Dataset records
▼

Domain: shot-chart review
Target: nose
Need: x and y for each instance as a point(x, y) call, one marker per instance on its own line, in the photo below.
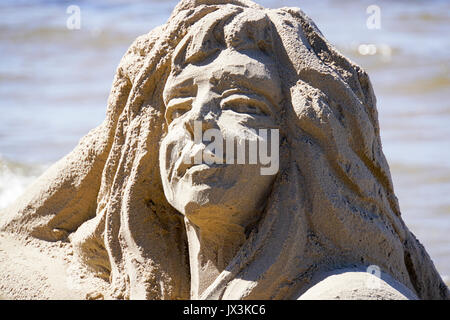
point(201, 117)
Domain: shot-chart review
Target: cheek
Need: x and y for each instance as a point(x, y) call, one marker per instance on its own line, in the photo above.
point(171, 149)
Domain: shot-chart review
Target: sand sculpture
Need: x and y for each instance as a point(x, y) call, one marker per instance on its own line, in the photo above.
point(153, 228)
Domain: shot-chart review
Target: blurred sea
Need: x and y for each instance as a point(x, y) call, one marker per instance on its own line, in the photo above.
point(54, 84)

▲

Stated problem -> Substitute "occurrence" for "instance" throughout the entire listing above and reproduce it with nothing else altered. Leave the pictures out of your answer.

The reply ->
Domain: shot-chart review
Target: nose
Need: x and y for each occurrence as a point(x, y) call, one marker per occurrence on its own line, in the photo below.
point(201, 117)
Domain: shot-chart review
Target: cheek
Need: x and y for each occurrence as a point(x, y) call, one marker per occurrence on its own line, in the photo above.
point(171, 149)
Domain: shot-chart review
Target: sand sculpture
Need: x and y for each occurrence as a point(x, y) call, one marker per occurrence on its own line, in the photo above.
point(153, 228)
Domain: shot-chart review
Target: blurred sea
Need: x and y for each occurrence as a point(x, y) call, one marker per occurrence on its own line, in the photo above.
point(54, 84)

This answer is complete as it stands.